» **Task to complete**
With the line containing "yo, spot the wet sand" as the starting point, output the remaining lines of the data exactly as they are, through the last.

++++++++++

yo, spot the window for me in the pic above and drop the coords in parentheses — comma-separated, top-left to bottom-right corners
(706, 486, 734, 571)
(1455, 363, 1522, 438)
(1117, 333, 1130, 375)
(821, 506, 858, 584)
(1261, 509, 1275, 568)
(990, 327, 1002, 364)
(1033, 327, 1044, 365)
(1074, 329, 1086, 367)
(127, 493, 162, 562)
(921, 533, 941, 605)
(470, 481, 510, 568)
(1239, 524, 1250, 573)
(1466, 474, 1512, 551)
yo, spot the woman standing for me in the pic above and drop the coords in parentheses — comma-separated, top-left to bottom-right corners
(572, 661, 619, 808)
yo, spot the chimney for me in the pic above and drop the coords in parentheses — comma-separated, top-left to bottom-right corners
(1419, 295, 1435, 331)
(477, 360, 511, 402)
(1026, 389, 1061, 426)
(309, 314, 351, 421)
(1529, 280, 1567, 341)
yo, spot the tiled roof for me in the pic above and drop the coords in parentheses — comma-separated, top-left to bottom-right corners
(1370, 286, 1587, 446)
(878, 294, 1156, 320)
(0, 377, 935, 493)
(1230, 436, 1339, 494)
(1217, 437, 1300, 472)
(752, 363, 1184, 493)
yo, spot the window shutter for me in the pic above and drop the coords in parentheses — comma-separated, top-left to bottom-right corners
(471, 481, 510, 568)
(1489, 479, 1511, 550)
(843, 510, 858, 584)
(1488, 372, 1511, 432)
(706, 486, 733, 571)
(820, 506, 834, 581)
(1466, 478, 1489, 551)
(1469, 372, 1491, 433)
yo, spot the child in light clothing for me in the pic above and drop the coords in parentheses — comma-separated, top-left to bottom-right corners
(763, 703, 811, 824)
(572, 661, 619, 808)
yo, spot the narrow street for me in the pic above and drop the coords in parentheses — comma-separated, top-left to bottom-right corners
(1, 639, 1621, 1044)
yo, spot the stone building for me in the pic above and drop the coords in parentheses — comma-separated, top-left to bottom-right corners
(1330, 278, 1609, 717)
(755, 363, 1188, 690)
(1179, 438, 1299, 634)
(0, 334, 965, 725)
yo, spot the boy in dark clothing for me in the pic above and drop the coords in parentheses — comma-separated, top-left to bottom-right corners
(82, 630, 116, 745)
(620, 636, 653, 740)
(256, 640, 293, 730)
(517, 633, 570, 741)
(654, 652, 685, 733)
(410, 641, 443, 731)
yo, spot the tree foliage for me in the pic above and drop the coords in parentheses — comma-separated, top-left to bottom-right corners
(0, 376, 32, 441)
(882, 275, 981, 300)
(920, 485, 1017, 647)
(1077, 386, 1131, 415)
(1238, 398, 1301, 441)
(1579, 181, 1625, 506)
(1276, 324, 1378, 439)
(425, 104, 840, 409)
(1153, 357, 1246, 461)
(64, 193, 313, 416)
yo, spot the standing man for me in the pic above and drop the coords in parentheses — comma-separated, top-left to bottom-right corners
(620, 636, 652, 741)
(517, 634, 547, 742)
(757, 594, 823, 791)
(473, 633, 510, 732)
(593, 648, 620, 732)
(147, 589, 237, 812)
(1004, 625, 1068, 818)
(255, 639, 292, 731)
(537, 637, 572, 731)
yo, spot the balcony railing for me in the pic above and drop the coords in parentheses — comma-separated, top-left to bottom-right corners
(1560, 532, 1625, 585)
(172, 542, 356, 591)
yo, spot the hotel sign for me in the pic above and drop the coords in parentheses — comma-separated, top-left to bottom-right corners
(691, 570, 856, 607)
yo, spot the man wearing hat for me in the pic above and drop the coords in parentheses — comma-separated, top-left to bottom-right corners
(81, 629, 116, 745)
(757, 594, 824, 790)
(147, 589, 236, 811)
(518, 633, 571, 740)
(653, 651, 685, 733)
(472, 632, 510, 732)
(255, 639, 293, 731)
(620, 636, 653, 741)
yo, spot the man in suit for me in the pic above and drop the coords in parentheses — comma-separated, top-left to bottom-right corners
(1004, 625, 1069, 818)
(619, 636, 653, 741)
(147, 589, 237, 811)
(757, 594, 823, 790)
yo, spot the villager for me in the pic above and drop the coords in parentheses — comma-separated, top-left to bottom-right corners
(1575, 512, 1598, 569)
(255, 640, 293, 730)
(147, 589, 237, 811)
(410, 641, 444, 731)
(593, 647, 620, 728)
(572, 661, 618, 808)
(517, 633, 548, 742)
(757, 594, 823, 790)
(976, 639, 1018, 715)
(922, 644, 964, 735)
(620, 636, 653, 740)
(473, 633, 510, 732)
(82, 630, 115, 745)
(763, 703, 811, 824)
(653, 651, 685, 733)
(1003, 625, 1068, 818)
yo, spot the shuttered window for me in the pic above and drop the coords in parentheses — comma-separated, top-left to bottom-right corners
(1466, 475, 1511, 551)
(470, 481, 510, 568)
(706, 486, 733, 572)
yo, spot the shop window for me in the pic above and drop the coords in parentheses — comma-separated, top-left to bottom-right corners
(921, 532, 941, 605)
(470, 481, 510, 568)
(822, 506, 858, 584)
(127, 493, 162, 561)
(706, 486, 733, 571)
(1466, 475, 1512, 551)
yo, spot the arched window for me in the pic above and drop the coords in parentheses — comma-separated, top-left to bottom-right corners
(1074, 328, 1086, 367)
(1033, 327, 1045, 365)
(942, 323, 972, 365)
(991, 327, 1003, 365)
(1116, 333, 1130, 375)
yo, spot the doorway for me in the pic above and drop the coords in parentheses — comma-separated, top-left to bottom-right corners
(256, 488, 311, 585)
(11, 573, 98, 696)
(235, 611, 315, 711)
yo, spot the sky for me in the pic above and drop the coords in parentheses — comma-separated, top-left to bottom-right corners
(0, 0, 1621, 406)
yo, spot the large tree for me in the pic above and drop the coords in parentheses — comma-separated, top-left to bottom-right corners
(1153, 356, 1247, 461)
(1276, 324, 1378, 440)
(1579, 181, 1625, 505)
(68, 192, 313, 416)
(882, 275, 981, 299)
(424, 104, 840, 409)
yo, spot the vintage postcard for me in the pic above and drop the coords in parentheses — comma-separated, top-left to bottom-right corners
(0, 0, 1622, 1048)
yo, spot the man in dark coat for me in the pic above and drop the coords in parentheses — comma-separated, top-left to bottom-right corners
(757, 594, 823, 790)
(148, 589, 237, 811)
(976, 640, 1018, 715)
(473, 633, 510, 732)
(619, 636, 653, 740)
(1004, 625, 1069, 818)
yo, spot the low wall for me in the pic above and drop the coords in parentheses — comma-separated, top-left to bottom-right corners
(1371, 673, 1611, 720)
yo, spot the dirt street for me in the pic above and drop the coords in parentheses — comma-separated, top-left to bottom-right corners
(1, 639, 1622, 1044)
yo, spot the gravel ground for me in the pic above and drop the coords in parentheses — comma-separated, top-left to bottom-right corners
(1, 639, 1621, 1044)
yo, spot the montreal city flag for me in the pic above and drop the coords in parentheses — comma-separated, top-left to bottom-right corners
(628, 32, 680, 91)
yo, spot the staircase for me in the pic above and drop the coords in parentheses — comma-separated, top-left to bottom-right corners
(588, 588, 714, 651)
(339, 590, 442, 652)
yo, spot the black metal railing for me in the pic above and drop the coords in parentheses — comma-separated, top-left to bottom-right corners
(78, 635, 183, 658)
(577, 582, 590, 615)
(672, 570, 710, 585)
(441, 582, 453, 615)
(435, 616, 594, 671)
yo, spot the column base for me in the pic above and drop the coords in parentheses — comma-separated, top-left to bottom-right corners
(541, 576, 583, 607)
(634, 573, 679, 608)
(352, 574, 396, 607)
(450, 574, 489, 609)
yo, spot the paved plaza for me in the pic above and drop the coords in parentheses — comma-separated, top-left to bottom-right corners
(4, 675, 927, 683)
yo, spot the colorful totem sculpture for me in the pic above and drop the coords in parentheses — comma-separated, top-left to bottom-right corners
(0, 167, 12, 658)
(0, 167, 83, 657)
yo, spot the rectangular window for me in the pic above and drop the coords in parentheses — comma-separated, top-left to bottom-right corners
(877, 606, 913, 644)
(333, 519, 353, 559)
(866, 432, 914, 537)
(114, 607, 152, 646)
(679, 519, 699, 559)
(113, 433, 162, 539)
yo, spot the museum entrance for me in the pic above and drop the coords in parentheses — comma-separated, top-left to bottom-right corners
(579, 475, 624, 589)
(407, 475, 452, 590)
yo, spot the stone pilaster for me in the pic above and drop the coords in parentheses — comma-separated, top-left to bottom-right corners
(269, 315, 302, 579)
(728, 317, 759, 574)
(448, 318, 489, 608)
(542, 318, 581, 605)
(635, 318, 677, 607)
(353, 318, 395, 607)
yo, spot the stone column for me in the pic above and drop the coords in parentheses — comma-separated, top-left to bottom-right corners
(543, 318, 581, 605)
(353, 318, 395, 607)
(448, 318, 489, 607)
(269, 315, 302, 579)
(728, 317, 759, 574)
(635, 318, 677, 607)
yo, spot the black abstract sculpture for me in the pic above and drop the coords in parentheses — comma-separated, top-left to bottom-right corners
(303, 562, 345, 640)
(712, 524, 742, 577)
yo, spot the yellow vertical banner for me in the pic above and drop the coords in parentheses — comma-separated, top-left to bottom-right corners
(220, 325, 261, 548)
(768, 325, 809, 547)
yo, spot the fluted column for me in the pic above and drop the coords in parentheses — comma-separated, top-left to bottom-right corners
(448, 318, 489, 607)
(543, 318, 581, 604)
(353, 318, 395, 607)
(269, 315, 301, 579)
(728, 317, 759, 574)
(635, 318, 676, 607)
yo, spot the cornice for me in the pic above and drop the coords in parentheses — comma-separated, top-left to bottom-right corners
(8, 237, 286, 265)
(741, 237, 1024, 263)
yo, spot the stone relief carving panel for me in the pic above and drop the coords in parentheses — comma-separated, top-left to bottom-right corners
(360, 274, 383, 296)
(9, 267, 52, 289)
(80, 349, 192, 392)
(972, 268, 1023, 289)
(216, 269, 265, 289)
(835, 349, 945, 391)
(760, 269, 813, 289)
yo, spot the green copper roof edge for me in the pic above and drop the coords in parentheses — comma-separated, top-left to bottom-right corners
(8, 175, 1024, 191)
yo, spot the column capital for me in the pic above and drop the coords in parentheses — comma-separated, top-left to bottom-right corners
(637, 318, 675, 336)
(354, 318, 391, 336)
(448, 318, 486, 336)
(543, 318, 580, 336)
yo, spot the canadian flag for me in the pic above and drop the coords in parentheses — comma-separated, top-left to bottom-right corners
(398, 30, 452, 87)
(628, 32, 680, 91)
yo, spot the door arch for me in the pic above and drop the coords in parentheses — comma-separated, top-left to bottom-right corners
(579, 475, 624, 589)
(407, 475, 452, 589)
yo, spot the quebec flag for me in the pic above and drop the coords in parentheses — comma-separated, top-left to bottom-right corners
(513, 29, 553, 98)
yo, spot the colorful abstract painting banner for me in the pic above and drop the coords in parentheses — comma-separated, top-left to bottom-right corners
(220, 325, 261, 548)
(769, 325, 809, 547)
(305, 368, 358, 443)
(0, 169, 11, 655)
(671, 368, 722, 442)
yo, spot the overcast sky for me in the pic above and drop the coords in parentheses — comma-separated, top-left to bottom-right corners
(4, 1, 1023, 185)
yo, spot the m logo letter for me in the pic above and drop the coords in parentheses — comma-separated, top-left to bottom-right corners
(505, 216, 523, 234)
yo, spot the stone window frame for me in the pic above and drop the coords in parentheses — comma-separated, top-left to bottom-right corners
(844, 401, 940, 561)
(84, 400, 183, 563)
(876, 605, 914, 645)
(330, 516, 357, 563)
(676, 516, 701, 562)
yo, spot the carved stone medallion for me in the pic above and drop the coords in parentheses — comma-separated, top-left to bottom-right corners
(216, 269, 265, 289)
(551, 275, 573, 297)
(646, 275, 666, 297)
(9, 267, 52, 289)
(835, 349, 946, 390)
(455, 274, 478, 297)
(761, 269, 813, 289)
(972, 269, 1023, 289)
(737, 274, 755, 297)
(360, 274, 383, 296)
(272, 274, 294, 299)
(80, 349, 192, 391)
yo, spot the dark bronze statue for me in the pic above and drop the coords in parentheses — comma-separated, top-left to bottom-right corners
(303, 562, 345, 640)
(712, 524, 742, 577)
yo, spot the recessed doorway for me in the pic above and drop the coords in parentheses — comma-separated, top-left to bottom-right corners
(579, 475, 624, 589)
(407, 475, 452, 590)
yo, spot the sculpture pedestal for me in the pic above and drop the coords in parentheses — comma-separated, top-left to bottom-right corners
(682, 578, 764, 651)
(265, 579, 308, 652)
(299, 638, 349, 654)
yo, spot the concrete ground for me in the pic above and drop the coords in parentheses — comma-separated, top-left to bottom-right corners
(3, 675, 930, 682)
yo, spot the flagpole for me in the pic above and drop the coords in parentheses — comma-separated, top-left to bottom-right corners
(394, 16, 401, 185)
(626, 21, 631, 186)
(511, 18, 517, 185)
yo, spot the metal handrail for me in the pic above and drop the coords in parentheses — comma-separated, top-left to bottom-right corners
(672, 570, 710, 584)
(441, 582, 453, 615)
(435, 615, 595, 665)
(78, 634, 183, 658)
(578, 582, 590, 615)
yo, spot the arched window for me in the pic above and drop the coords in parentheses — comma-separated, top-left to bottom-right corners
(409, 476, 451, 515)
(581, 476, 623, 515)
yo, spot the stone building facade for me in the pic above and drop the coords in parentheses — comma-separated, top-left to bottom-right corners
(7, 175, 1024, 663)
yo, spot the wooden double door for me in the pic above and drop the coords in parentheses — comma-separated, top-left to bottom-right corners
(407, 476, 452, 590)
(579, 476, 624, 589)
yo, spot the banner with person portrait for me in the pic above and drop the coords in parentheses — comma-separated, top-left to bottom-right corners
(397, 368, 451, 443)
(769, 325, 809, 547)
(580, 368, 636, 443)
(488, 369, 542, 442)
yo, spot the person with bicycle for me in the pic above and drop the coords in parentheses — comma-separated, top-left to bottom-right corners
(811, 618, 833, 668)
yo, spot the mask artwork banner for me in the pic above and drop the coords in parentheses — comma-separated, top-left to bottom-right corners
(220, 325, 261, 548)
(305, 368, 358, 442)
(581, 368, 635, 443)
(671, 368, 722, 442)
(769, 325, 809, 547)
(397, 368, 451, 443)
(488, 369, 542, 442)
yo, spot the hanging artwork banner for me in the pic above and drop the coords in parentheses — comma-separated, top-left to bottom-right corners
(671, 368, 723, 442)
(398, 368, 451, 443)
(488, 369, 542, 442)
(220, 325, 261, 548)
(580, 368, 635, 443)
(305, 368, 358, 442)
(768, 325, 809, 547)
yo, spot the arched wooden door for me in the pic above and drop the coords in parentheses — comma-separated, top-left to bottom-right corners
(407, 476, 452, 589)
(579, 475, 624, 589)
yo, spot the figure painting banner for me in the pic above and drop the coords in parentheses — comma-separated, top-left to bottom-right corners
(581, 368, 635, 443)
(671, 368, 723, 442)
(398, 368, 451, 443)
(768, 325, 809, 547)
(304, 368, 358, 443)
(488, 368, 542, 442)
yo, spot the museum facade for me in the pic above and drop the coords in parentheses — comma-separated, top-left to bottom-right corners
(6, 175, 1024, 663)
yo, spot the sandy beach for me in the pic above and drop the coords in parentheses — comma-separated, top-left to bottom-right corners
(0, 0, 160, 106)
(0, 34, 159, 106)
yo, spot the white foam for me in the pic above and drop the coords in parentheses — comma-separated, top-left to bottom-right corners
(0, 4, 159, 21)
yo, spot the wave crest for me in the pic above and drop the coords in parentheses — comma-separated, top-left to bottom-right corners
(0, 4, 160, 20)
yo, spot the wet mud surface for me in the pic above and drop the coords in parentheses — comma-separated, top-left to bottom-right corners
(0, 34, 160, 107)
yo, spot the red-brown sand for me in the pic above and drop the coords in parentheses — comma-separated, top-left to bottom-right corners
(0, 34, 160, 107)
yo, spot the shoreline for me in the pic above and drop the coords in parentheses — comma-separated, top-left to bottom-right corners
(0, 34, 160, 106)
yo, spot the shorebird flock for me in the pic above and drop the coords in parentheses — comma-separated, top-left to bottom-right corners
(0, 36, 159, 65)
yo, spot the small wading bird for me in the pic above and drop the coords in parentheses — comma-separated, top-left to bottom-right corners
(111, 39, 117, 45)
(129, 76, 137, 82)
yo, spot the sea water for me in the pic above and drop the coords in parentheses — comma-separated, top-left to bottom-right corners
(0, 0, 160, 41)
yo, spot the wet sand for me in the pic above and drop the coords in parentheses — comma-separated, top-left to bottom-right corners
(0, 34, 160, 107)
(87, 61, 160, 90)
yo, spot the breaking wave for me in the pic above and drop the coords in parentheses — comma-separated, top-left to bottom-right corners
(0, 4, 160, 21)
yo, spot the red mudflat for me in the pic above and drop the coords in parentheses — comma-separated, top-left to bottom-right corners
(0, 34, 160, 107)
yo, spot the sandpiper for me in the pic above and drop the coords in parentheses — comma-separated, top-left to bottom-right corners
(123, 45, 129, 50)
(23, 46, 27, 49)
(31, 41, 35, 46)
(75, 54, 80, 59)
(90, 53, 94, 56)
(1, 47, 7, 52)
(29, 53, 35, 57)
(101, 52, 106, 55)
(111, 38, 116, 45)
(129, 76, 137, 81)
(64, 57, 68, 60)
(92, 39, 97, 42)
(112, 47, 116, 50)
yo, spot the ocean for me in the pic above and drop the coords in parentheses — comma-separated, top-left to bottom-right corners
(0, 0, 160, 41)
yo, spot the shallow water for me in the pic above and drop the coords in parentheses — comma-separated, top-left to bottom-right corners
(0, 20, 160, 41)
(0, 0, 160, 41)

++++++++++

» **Answer to this task**
yo, spot the wet sand for me in the pic above and drop the coords in parentheses — comma-separated, top-left to bottom-right corners
(0, 34, 160, 107)
(87, 61, 160, 90)
yo, spot the breaking wave for me in the pic above and drop the coords in parentheses — comma-separated, top-left to bottom-right corners
(0, 4, 160, 21)
yo, spot the red mudflat for me in the pic above and drop the coords in parentheses — comma-separated, top-left to bottom-right corners
(0, 34, 160, 107)
yo, spot the sandpiper for me in the pic above and drop the coords in parentheses — comma-separated, top-left to bottom-right corners
(123, 45, 129, 50)
(23, 46, 27, 49)
(31, 41, 35, 46)
(75, 54, 80, 59)
(90, 53, 94, 56)
(1, 47, 7, 52)
(29, 53, 35, 57)
(101, 52, 106, 55)
(111, 38, 116, 45)
(129, 76, 137, 81)
(64, 57, 68, 60)
(92, 39, 97, 42)
(112, 47, 116, 50)
yo, spot the ocean for me in the pic above and drop the coords in parentheses — comma-separated, top-left to bottom-right corners
(0, 0, 160, 41)
yo, spot the shallow water for me in the pic above and drop the coords in parentheses — comma-separated, top-left to bottom-right corners
(0, 20, 160, 41)
(0, 0, 160, 41)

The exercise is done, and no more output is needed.